Work to complete:
Up to and including the final line, retype each line of the records below, starting with the one that contains "Each instance receives one keypoint. Put a point on the spoked".

Stored data entries:
☆ ☆ ☆ ☆ ☆ ☆ ☆

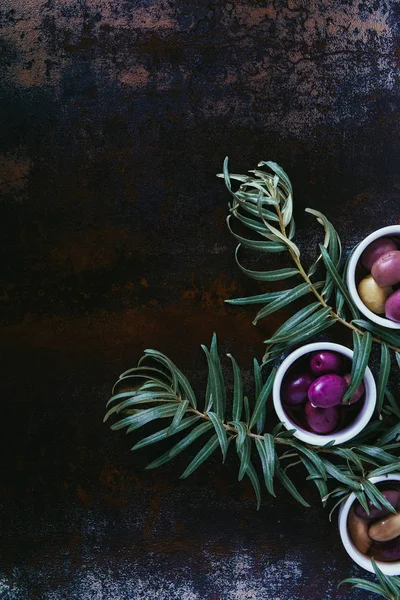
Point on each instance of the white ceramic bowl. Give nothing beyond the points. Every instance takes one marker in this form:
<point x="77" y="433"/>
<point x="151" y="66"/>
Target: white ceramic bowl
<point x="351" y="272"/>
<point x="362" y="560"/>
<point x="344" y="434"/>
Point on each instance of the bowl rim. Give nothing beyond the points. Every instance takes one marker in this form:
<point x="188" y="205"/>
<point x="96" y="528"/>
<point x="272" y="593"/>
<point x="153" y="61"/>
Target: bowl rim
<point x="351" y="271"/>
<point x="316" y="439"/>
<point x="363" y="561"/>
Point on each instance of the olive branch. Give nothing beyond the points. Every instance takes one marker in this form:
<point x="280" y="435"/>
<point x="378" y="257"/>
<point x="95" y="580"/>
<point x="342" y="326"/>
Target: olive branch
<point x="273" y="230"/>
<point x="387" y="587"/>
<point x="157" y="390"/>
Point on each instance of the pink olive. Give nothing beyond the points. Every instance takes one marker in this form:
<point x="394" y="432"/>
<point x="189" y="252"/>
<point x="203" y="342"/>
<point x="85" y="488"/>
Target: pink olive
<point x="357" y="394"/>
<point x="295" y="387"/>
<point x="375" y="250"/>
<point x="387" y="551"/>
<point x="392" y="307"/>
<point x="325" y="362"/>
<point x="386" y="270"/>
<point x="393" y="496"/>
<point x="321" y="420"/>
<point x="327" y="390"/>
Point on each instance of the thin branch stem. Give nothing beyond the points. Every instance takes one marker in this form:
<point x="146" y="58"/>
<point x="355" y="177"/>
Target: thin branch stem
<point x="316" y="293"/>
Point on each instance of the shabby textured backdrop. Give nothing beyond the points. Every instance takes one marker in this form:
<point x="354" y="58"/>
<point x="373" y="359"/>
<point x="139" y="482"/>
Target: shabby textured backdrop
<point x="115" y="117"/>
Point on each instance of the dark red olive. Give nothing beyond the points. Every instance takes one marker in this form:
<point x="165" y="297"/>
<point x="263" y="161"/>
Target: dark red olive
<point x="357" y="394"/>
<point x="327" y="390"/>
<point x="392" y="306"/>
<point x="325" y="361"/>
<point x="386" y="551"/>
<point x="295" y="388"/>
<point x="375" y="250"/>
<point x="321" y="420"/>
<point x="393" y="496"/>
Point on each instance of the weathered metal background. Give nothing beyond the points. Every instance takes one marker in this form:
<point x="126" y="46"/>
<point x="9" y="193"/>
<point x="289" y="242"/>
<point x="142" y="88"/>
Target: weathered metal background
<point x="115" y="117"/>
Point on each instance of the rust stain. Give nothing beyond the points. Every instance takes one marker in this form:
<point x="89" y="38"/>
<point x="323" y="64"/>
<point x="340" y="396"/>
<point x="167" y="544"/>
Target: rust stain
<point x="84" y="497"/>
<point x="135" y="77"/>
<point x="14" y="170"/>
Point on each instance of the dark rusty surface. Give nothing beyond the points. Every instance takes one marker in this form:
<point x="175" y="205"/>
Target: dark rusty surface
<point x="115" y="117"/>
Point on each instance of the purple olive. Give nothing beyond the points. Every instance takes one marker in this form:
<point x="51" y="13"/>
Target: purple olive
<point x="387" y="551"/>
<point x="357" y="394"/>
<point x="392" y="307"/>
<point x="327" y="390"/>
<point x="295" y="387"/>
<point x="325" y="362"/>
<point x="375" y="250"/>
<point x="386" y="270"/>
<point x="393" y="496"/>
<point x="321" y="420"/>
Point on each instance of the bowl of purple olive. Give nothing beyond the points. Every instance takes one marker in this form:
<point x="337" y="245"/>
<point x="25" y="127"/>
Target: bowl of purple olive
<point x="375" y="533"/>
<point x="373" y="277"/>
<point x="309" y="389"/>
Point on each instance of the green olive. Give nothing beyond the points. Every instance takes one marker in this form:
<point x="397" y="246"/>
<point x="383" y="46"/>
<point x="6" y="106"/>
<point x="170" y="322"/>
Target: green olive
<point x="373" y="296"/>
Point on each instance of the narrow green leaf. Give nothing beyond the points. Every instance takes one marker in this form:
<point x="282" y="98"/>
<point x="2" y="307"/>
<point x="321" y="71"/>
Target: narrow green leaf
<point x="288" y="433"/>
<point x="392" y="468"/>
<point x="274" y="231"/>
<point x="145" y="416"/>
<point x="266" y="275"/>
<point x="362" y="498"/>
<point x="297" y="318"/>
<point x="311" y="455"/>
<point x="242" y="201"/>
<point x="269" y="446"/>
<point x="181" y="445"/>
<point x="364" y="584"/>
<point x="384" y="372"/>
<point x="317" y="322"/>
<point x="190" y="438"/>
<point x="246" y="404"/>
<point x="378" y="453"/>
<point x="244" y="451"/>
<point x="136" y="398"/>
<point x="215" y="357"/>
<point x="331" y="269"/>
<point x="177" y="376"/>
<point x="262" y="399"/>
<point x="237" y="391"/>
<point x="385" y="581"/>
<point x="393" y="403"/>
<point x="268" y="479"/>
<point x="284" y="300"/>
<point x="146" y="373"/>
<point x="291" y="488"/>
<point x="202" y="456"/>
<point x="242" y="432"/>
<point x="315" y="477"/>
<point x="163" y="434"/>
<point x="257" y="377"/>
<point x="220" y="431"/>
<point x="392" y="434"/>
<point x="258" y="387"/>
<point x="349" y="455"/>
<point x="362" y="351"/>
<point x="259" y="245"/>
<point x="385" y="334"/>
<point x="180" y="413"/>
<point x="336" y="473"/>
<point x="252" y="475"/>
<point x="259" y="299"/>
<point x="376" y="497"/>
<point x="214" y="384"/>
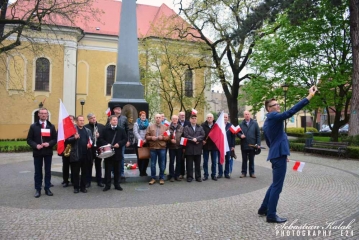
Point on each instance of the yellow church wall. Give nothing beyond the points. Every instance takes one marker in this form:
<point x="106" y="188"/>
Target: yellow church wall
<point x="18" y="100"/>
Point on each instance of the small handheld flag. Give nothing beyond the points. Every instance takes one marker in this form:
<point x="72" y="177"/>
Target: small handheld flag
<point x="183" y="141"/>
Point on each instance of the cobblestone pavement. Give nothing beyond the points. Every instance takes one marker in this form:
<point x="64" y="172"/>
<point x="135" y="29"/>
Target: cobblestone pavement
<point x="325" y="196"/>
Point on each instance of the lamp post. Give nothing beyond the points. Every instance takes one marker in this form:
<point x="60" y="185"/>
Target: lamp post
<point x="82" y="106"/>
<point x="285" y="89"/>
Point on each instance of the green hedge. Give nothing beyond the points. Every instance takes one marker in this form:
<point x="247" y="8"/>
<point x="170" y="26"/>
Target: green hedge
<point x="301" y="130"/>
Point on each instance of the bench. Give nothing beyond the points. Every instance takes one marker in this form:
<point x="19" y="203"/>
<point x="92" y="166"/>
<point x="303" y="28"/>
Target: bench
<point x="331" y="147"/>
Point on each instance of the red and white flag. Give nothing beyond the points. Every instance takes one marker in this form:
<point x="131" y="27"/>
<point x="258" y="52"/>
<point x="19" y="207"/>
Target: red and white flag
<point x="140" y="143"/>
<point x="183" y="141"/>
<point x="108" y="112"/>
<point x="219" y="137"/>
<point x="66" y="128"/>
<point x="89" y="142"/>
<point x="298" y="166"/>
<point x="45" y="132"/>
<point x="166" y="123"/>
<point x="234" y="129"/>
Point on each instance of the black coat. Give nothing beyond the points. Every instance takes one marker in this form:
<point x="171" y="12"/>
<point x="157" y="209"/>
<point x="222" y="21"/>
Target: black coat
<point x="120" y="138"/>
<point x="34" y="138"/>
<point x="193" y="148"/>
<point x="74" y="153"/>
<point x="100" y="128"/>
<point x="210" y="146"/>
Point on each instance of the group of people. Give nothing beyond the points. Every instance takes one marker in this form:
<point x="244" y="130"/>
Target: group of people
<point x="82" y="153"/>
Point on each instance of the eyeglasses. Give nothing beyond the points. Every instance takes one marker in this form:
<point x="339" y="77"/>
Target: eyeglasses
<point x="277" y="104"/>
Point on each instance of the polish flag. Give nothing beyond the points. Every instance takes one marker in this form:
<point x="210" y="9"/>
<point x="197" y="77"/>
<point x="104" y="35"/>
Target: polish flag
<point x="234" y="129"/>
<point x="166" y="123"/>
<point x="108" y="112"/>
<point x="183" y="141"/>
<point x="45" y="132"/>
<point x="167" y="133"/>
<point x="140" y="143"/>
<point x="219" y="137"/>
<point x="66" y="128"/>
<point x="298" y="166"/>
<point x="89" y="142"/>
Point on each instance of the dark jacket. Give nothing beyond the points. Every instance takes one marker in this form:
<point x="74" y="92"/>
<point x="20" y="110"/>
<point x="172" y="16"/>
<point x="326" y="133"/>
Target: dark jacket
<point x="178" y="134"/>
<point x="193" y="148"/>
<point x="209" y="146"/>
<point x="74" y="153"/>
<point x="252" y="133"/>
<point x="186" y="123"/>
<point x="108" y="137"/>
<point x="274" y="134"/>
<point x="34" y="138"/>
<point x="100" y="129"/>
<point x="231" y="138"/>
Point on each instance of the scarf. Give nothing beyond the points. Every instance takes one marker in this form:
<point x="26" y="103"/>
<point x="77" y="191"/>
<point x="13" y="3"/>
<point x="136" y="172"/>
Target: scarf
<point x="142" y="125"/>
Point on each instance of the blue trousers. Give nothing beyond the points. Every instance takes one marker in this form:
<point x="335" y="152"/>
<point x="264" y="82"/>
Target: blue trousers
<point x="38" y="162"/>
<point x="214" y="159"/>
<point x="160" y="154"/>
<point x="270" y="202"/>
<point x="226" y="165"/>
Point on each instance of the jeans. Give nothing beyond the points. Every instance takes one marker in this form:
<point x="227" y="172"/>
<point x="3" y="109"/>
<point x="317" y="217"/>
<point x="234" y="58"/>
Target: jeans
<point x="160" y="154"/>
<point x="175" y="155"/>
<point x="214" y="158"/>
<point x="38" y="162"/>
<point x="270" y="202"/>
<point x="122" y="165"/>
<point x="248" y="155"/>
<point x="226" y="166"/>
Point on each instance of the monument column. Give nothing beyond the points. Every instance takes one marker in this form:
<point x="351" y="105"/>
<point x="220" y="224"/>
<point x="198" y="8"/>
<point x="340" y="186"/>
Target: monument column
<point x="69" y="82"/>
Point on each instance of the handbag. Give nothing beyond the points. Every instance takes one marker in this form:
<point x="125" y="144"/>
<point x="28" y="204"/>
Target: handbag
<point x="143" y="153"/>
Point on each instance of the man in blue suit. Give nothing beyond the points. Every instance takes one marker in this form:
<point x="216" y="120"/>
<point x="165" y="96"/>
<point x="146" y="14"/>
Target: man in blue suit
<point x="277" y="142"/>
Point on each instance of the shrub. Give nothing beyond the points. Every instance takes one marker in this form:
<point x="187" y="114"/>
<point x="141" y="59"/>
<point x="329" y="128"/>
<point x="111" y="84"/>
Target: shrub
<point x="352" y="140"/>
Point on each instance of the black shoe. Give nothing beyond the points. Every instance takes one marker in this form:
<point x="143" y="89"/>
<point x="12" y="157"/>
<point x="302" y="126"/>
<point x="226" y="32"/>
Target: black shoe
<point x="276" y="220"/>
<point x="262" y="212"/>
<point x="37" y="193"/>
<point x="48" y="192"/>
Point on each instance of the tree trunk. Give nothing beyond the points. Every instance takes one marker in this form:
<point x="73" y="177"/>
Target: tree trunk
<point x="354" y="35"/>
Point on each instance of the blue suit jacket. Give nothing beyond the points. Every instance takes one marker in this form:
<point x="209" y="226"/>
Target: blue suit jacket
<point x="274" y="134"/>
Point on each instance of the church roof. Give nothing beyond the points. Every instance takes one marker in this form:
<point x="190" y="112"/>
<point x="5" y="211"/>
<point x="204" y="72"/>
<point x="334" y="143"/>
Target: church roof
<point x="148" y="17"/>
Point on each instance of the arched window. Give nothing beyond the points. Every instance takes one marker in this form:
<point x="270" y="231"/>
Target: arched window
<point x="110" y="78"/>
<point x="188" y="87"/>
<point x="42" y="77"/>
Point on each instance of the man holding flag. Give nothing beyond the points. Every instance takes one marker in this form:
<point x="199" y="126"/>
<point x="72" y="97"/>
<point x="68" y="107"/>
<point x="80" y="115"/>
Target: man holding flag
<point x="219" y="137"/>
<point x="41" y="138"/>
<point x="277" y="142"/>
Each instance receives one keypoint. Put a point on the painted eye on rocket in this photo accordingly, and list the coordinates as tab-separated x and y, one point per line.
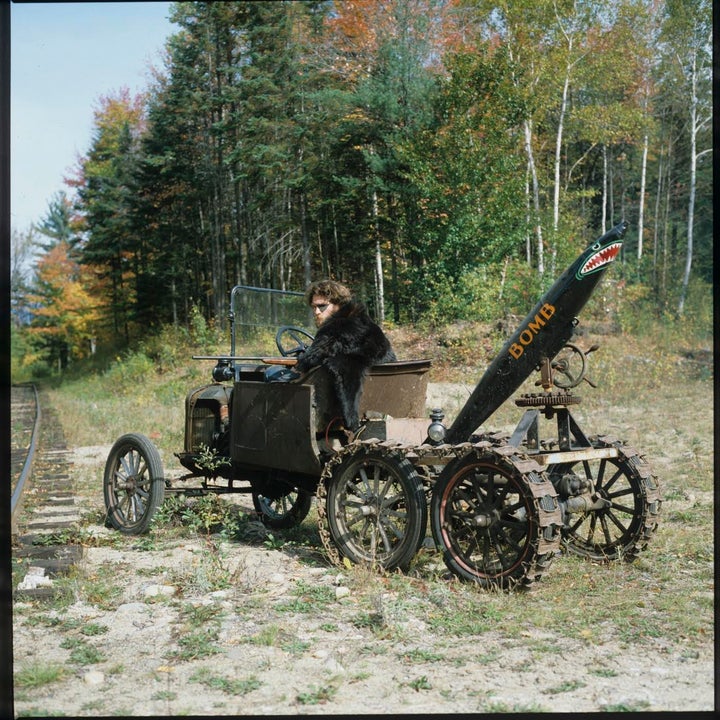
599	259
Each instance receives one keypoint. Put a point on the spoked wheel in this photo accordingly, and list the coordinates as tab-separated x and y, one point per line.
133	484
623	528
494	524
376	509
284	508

☆ ☆ ☆ ☆ ☆ ☆ ☆

Expected answer:
Each instance receives one keypoint. Put a point on the spoked wheel in this photo accordingly, and list the coordinates as tab-separated x and y, one point per line.
133	484
623	528
494	524
376	509
284	508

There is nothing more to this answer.